Copy out the items word for word, starting at the line that contains "Using the screenshot above, find the tarp-covered" and ending at the line that contains "[253,217,267,240]", with both of those lines included.

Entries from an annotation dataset
┄┄┄┄┄┄┄┄┄┄┄┄┄┄┄┄┄┄┄┄

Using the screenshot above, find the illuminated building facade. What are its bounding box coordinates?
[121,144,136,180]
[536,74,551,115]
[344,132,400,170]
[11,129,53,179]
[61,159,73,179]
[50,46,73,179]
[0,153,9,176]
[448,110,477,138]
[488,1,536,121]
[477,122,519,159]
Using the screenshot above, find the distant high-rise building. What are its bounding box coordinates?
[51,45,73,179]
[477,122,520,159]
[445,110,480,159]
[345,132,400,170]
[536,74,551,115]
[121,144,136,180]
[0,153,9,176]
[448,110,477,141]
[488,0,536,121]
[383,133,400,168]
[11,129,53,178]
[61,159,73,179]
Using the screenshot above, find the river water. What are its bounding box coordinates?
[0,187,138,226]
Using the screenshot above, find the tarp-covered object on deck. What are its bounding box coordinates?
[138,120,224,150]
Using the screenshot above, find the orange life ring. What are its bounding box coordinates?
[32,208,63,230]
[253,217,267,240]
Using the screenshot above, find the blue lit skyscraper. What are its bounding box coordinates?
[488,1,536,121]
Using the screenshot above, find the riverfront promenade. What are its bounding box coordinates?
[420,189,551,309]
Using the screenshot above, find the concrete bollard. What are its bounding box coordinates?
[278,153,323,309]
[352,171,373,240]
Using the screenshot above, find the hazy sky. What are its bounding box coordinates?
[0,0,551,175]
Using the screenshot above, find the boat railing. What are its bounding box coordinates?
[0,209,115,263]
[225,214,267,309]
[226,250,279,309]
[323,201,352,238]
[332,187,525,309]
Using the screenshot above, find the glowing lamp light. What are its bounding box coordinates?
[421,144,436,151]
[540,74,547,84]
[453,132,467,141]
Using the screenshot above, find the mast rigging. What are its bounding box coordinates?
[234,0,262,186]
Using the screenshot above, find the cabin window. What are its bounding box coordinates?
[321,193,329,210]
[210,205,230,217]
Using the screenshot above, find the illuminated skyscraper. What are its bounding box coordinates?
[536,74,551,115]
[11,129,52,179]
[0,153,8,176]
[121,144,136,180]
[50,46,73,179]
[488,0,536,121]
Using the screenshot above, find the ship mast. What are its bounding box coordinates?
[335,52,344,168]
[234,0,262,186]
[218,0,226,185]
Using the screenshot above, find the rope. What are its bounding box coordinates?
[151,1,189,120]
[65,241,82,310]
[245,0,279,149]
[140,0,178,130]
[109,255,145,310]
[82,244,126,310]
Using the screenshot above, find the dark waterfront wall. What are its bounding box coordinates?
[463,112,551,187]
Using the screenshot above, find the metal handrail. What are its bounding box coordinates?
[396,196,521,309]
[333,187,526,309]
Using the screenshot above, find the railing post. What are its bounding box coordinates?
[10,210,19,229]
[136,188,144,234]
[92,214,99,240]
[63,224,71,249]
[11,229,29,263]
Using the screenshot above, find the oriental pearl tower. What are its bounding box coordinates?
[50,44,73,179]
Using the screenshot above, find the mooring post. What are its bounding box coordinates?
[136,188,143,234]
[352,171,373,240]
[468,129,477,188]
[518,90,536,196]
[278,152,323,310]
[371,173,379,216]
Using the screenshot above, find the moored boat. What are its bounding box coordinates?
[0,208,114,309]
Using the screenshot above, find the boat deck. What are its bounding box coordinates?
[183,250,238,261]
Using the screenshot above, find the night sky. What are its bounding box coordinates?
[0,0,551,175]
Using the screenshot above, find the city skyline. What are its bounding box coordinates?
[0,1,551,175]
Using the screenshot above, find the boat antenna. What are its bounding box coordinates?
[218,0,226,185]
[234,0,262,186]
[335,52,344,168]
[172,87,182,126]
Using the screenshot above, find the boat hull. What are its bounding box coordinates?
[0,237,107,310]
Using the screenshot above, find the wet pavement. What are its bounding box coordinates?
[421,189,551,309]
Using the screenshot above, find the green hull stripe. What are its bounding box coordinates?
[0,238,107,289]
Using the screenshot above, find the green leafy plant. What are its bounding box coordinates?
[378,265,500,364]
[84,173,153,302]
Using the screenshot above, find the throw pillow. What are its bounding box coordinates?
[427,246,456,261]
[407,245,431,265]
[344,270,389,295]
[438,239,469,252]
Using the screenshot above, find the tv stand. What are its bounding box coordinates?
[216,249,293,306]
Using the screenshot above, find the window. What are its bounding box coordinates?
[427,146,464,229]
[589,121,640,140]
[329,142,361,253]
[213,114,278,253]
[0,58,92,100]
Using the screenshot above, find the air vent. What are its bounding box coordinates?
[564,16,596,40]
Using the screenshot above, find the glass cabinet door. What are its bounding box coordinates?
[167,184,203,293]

┄┄┄┄┄┄┄┄┄┄┄┄┄┄┄┄┄┄┄┄

# [Solution to this problem]
Using the screenshot above, find the tarp-covered object on deck. What are its bounding box coordinates?
[138,120,224,150]
Using the screenshot above, find the orange life ring. What are its bounding box coordinates?
[32,208,63,230]
[253,217,267,240]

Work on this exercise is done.